→ Problem to work on
In the excerpt on dancing in the Bible, what kind of occasion is the dancing in 1 Samuel 18:6?

— START Excerpt provided —

Judges 21:21, same verb used again, “And see, and, behold, if the daughters of Shiloh come out to dance in dances....” notice who is doing the dances there is the girls.  Now we could go on and develop this, in 1 Samuel 18:6 it’s the women again that is doing the dancing, it’s a victory celebration and the women are doing it.  Now why?  We have to go back and look at the man and the woman in the ancient world.  The woman in the ancient world was underneath the man, not only in the sense of marriage but she was treated in many ways inferior to the male.  The Bible does not condone this but nevertheless it was a fact.  And usually the dancing was done by the girls because it was considered to be sort of a low-class type operation.  I showed you some Assyrians dancing, that’s the way they looked when they danced, they used dresses of all lengths, as you can see, one of them playing the psalter and the other the timbrel.   That was the kind of thing that was going on and it was always associated with the low class.  The girls that generally did the dancing were not the noble women, they were generally the peasant girls, the farm girls and so on of the country that were considered by the people in the city to be low class.

— END Excerpt provided —
— START Extracted data —

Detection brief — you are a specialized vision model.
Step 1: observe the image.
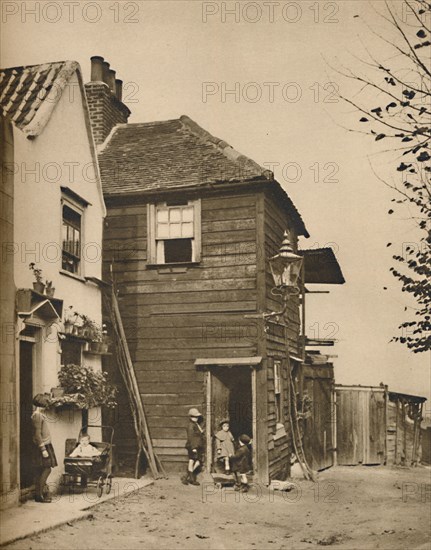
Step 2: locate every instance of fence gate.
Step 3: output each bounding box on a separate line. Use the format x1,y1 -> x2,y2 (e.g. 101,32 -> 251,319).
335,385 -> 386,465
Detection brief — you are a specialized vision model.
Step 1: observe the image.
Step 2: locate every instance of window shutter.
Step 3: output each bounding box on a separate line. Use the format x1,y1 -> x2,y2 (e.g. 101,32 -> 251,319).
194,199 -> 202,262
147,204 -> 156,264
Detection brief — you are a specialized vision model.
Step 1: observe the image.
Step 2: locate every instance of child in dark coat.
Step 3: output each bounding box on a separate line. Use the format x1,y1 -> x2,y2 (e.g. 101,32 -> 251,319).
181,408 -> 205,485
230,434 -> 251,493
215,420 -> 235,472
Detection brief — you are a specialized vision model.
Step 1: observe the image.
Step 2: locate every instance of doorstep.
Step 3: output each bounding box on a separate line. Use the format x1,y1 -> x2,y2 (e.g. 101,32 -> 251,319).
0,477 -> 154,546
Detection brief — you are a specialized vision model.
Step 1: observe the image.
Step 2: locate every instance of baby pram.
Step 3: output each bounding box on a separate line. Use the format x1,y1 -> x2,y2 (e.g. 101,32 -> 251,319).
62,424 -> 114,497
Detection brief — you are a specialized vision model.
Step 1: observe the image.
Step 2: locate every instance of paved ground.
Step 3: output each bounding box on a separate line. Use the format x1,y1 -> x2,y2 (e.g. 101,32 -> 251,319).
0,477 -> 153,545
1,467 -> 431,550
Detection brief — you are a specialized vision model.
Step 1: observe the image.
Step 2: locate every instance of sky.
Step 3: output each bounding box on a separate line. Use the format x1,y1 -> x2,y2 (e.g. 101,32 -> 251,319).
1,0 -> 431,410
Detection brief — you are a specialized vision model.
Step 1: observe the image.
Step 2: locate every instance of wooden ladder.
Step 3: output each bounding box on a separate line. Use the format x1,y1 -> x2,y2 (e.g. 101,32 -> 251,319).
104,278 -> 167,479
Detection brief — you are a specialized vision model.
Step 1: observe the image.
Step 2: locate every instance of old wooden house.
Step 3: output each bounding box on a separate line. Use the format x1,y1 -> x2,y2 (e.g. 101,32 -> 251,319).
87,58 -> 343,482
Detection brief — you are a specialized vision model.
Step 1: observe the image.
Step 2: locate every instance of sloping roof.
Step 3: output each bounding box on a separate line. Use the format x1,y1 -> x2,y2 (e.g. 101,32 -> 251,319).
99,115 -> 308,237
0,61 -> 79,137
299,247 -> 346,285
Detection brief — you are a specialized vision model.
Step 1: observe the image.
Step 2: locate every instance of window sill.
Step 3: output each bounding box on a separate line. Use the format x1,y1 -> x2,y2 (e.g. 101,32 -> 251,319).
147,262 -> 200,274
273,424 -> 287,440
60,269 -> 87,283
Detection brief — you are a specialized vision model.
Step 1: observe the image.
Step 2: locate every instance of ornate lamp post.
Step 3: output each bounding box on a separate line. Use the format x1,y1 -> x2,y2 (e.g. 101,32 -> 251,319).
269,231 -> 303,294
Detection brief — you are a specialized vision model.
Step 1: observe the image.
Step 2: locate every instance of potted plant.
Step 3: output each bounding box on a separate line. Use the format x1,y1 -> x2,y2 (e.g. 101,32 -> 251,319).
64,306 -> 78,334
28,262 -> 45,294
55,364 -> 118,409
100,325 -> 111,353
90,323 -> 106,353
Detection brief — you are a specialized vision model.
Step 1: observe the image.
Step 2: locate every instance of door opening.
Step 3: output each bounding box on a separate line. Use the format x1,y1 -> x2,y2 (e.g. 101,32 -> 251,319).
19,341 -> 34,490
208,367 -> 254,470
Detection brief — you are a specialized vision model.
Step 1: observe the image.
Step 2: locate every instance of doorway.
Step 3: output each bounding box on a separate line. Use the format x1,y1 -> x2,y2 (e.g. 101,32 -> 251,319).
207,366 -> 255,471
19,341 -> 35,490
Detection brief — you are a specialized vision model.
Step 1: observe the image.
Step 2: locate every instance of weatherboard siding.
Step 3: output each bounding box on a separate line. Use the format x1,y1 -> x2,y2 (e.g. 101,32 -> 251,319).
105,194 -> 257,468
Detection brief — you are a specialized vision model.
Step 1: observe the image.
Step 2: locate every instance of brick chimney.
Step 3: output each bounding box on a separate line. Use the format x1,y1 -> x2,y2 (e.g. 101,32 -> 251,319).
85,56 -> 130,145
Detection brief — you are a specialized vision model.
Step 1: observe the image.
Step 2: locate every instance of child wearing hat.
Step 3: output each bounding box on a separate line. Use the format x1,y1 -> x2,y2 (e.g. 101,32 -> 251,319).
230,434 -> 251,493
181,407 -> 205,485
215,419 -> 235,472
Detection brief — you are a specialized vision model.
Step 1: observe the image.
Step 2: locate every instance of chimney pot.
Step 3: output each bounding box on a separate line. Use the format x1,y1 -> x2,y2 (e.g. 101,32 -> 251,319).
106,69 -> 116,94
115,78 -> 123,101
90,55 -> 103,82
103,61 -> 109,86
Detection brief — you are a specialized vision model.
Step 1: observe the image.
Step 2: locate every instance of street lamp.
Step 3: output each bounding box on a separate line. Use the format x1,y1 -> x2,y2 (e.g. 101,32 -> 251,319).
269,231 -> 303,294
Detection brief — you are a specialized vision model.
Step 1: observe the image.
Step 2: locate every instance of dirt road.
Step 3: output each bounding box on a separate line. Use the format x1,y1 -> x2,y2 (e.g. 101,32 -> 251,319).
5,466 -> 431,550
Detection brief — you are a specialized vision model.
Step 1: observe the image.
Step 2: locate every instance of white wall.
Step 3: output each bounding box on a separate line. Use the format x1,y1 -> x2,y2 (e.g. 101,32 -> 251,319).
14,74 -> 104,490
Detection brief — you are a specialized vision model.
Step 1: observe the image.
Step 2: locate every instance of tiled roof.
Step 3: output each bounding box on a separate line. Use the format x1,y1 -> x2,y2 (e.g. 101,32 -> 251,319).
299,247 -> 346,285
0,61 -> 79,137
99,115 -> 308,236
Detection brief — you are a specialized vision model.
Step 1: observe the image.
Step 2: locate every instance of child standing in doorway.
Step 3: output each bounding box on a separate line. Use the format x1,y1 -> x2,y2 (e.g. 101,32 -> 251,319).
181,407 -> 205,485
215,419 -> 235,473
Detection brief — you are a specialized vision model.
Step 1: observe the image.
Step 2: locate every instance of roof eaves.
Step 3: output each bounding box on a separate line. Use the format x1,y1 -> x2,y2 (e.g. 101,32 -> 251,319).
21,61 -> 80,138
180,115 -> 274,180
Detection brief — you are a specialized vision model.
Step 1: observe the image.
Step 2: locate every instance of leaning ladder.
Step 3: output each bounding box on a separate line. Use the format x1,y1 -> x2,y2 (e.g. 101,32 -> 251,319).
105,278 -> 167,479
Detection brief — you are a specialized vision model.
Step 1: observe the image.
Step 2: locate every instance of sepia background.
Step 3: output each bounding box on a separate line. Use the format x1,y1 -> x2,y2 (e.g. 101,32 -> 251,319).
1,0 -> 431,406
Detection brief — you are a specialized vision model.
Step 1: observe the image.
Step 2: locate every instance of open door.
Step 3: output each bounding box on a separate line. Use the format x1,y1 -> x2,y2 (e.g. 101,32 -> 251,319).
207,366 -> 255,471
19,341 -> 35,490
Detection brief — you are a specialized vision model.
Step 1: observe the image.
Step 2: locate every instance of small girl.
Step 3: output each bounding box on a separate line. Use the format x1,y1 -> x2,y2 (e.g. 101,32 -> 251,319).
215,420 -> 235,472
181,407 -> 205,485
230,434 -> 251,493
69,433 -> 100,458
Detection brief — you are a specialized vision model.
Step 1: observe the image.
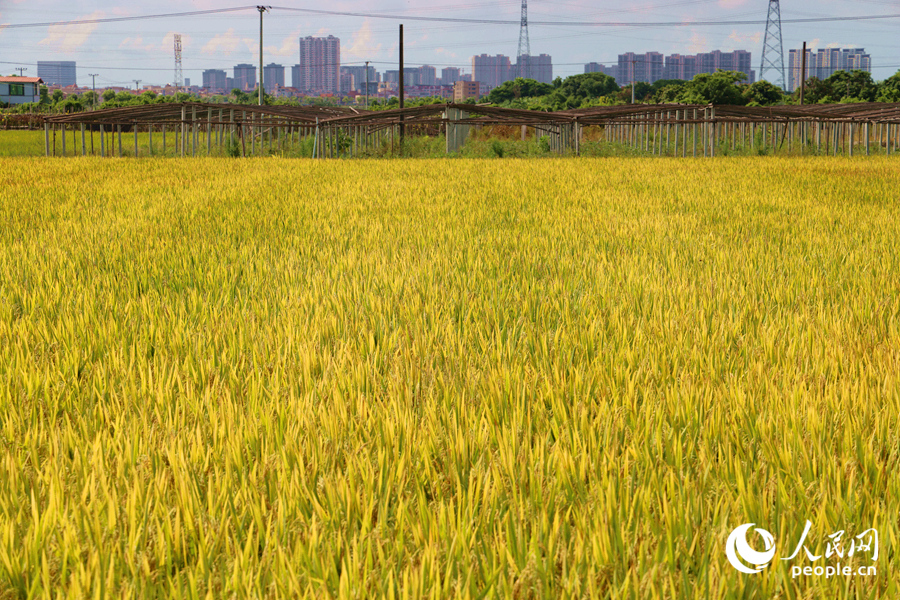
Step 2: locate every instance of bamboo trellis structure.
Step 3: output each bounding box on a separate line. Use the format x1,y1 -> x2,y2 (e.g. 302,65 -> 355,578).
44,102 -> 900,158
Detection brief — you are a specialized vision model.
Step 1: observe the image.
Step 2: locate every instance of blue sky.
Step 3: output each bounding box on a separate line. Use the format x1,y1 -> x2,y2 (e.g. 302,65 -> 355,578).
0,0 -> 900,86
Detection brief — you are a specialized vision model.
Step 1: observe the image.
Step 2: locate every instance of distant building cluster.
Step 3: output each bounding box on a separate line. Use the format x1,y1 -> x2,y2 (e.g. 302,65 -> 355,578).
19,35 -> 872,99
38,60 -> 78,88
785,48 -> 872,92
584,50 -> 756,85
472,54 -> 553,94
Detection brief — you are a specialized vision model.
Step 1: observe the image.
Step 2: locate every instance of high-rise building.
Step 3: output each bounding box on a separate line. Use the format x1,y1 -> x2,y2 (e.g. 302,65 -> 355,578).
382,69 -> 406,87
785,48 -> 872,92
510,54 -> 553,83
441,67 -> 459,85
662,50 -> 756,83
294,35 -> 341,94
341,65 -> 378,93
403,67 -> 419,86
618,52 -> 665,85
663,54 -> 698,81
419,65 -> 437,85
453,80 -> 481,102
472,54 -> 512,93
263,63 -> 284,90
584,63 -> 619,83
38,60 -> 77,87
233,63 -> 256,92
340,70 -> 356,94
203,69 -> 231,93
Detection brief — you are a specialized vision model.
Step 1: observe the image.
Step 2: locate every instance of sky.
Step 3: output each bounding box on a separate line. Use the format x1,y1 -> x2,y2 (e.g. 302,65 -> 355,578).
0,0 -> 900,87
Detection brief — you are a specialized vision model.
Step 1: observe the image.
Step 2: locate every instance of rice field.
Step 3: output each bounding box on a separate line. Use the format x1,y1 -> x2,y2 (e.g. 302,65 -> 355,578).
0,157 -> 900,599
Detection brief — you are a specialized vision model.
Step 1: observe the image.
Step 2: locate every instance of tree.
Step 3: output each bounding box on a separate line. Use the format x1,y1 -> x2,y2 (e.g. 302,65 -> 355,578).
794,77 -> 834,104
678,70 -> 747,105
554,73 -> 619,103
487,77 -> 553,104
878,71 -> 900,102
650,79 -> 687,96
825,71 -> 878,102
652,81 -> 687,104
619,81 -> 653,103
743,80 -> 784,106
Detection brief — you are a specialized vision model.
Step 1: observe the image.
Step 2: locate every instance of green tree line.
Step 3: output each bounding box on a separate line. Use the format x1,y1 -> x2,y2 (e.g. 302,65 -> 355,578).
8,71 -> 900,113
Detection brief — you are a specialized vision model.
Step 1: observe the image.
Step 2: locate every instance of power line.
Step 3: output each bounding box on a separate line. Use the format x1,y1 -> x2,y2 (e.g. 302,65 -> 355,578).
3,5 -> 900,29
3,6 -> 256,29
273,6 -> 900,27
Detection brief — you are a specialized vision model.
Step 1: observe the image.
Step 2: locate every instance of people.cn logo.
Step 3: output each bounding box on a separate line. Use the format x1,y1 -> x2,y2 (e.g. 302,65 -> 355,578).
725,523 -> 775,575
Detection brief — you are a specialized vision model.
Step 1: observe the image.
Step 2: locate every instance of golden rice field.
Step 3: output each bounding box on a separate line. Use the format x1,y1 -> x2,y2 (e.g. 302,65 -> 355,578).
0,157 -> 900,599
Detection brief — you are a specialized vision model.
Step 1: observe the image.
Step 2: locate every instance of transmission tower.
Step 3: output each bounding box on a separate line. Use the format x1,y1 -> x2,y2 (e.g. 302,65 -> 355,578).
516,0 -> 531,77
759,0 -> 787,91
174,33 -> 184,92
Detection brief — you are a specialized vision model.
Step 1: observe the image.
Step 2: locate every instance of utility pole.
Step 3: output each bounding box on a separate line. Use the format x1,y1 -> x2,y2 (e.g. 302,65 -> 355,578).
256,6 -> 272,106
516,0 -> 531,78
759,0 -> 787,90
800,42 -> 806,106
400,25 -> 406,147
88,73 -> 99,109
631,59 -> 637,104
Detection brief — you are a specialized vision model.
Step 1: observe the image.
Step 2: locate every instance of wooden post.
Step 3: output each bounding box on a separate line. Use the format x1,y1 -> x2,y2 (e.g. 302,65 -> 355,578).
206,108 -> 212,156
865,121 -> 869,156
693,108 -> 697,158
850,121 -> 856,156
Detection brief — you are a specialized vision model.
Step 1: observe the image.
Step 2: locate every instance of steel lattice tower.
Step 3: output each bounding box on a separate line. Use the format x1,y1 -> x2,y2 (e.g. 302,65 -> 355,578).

— END Extracted data —

→ Result
A victory celebration, with the women doing the dancing.